* TASK BRIEF *
All of the data below must be repeated exactly.

* DATA FOR THE TASK *
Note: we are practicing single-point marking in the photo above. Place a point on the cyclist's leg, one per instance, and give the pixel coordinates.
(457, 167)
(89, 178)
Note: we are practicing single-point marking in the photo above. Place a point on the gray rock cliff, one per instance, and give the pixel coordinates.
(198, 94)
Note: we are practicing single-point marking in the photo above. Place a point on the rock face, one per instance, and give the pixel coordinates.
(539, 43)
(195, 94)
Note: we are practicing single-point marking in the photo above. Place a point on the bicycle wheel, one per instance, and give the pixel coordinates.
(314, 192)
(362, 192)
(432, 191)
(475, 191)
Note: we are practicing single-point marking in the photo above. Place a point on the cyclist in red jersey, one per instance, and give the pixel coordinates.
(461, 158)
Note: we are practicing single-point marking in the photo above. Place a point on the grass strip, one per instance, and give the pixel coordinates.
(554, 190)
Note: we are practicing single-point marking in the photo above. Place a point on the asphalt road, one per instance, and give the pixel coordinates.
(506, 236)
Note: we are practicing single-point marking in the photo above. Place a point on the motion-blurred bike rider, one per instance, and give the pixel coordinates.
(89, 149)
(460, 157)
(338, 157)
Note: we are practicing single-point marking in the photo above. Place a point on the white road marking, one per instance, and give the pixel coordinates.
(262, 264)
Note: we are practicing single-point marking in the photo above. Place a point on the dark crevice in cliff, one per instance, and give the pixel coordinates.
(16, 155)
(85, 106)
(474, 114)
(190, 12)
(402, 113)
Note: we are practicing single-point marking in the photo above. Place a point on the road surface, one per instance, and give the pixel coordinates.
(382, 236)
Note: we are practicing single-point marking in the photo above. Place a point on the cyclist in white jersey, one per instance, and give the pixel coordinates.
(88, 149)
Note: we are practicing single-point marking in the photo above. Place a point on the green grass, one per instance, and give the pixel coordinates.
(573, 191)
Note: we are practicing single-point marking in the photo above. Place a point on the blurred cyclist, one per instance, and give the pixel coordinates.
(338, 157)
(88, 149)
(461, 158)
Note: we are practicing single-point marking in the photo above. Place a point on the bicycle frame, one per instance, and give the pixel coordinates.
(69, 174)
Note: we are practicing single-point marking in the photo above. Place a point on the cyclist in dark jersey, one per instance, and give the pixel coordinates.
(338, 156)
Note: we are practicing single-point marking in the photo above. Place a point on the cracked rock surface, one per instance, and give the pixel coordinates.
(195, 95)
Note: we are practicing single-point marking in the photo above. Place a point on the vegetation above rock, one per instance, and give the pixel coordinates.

* RESULT OF THIS TASK *
Note: we are practicing single-point marking in the photo above. Place a point on the cyclist's leg, one per instance, and give the pixel coordinates.
(457, 167)
(89, 178)
Note: we are practicing single-point marking in the photo above. Place a point on the gray rock cliff, one per instance, and give the pixel coordinates.
(198, 94)
Note: we are practicing single-point marking in the photo above. Place a point on the rock face, one per instance, and give the pixel coordinates.
(539, 43)
(195, 94)
Note: we are practicing single-point marking in the photo above. Place a point on the bicycle wheel, one per instance, and give the pixel coordinates.
(314, 192)
(362, 192)
(432, 191)
(475, 191)
Note: we are practicing single-point marking in the photo above. Place a point on the cyclist in red jersey, one per instance, and give the pixel coordinates.
(461, 158)
Note: we are practicing single-point marking in the photo above. Place a point on the grass strip, one per instance, and give the pixel coordinates.
(554, 190)
Note: we are practicing single-point marking in the photo above. Place a point on the asphalt road, one per instance, and give the pixel coordinates.
(506, 236)
Note: we are practicing single-point marking in the photo above. Place a point on the motion-blurred bike rider, one per instance, and give the pixel coordinates.
(89, 149)
(460, 157)
(338, 157)
Note: we are practicing single-point marking in the photo above. Place a point on the white road marking, one per instance, and give the pixel coordinates.
(262, 264)
Note: we are practicing single-point marking in the photo above. Place a point on the dark crevice in cliff, one per instance, and give the pixel coordinates.
(16, 155)
(85, 106)
(474, 114)
(190, 12)
(402, 113)
Note: we are practicing single-point marking in the photo above. Place a point on the road surface, one per instance, and give the pixel coordinates.
(382, 236)
Note: we are practicing single-point marking in the photo above. Place a point on the cyclist in white jersey, one per instance, and give the pixel coordinates.
(88, 149)
Note: we are practicing single-point marking in the photo above. Place a point on the green grass, one per instance, and give the pixel coordinates.
(573, 191)
Note: we are practicing single-point marking in the photo above. Place a point on the blurred cyclist, one per instance, and give the pixel coordinates.
(338, 157)
(88, 149)
(461, 158)
Note: we are practicing single-point marking in the photo above. Place a point on the bicycle frame, one per instance, and give the pixel coordinates.
(69, 174)
Note: we are practicing single-point marking in the photo above. Place a point on the cyclist in dark jersey, one per instance, and give the pixel coordinates.
(338, 156)
Note: we are practicing single-point marking in the photo above. Place a point on the cracked rock surface, one per instance, and give the pixel coordinates.
(195, 95)
Note: we are practicing single-point marking in the photo above. Place a point on the vegetation above rock, one per instance, and give the pixel coordinates.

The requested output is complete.